> **ACTIONS TO TAKE**
(a) Summarize the passage about the Virginia Home in two sentences.
(b) Copy everything in the passage about the Virginia Home from "Cory explains that" down to "worker and therapist.", word for word.

> **TEXT EXCERPT**
..........

Cory explains that the Teaching-Family Model, which the Virginia Home uses, came about in the late 1960s in Kansas as a solution for group homes. "[It's] grounded in the belief that there are no bad people, just bad teachers," she says. "It's very optimistic, which resonated with John and me."
VHBG is the only provider in Virginia of the internationally accredited and evidence-based Teaching-Family Model, a program of multilayered care for at-risk youth. VHBG was accredited in 2003 by the Teaching-Family Association, whose office is in Midlothian. There are six homes at VHBG, providing around-the-clock care. After spending seven years as a teaching-parent with the Virginia Home, Cory moved into training others for that role, while John works with ChildSavers as a licensed clinical social worker and therapist.
Claiborne Mason, president of VHBG, says that nationally, "there's an extreme need for services in support of children who experience abuse and neglect in their homes so they can find their way back into a safe, stable community. The ones we see are from families who aren't able to seek private support and are referred from social services. Children at VHBG have been removed from their homes because their home wasn't safe.
"Our work is geared toward reuniting the family," she adds. The campus includes the John G. Wood School, an alternative education program for students from grades 6 to 12, which also serves some students from the community. Many of VHBG's youth attend J.R. Tucker High School. Each year, VHBG provides a home for more than 50 youths 11 and older. Currently, about 30 teenagers live there. Public funding covers about 70 percent of the operating costs, augmented by philanthropy and investments.
Children come to Virginia Home from near and far. Esther Swarray Butler, now 23, is originally from Africa. "My older sister and I lived with a cousin in Sierra Leone," she says. "We grew up being told that our mother was dead, which was true, and that our father had abandoned us, which wasn't. We came to America when I was 14."
She lived for a while with a cousin in Richmond's East End, but after her cousin's boyfriend started doing drugs, Butler ended up in a transition shelter and eventually at the Virginia Home.
She acknowledges that she was very angry at first. "That changed with music therapy, which allowed me to express myself through song. I was in the Art 180 program after school twice a week, too, which helped. Cory and John believed in me, helped me make good choices and made me a better person. If it wasn't for them, I wouldn't be what I am today."
Butler communicates via Skype with her four older siblings — all living in Africa. "My dad found me through a relative when I was 16," she says. "I speak with him and my stepmother twice a week."
Now married, she works full time as a T-Mobile customer service representative and her husband, Christopher Butler, works at Sam's Club. They have a 3-year-old daughter. Esther Butler also takes online classes through J. Sargeant Reynolds Community College, studying graphic design.
"The biggest reward was getting to know them," Cory says of the girls she worked with at VHBG. "Some are mothers now, so we talk about their roles and how important they are to their children. They're remarkably resilient. That's what gave me the strength to do the job — the sense of hope, of what could be."

..........

> **PROVIDED RECORDS**
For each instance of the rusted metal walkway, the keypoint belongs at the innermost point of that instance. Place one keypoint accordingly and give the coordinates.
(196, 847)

..........

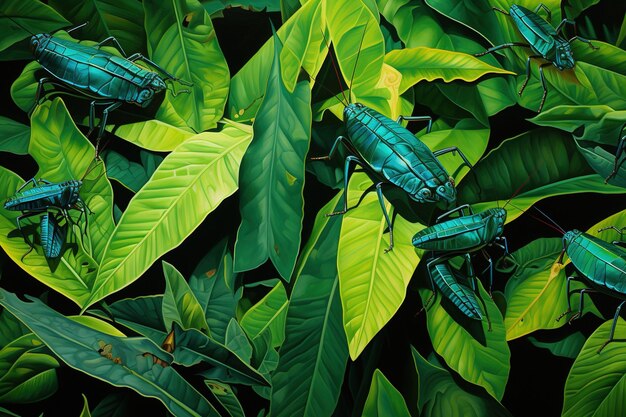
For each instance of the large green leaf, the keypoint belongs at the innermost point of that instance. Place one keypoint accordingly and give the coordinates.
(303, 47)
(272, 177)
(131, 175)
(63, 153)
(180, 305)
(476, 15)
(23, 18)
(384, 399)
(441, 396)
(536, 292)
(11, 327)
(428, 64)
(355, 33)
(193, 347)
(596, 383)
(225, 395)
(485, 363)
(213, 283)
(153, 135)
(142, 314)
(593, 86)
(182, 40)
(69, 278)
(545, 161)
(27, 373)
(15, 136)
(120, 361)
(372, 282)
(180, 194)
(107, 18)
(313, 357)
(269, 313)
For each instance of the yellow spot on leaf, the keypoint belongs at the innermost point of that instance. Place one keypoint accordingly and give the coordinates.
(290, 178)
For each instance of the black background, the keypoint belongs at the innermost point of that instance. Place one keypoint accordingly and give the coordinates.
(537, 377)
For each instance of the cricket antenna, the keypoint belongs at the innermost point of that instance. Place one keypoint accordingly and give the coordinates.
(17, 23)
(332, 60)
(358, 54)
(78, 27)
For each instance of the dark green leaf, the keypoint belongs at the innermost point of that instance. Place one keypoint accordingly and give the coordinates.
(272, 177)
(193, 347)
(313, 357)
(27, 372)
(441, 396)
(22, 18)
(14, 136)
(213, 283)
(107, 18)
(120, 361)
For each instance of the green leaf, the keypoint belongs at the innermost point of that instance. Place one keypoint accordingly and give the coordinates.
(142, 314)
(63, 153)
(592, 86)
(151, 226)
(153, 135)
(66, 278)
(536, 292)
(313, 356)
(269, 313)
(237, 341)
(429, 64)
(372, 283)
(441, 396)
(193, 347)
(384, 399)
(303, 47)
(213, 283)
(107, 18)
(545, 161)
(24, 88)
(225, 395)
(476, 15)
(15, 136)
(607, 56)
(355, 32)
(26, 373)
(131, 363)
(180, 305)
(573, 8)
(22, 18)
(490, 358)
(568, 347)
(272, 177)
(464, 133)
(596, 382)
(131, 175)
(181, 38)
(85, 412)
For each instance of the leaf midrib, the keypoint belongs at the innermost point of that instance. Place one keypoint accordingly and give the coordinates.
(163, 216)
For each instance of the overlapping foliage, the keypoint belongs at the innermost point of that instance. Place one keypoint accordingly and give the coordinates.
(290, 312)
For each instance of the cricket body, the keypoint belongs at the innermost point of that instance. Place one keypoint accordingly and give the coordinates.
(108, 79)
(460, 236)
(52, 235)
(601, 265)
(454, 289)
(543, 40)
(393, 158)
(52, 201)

..........

> **SOLUTIONS TO THE TASKS**
(a) The Virginia Home (VHBG) is the only provider in Virginia of the Teaching-Family Model, and it offers around-the-clock care in six homes for youths who were removed from unsafe homes, with the goal of reuniting families. Esther Swarray Butler, a former resident, credits music therapy, the Art 180 program, and Cory and John with helping her, and she is now married with a daughter, works full time, and studies graphic design online.

(b)
Cory explains that the Teaching-Family Model, which the Virginia Home uses, came about in the late 1960s in Kansas as a solution for group homes. "[It's] grounded in the belief that there are no bad people, just bad teachers," she says. "It's very optimistic, which resonated with John and me."
VHBG is the only provider in Virginia of the internationally accredited and evidence-based Teaching-Family Model, a program of multilayered care for at-risk youth. VHBG was accredited in 2003 by the Teaching-Family Association, whose office is in Midlothian. There are six homes at VHBG, providing around-the-clock care. After spending seven years as a teaching-parent with the Virginia Home, Cory moved into training others for that role, while John works with ChildSavers as a licensed clinical social worker and therapist.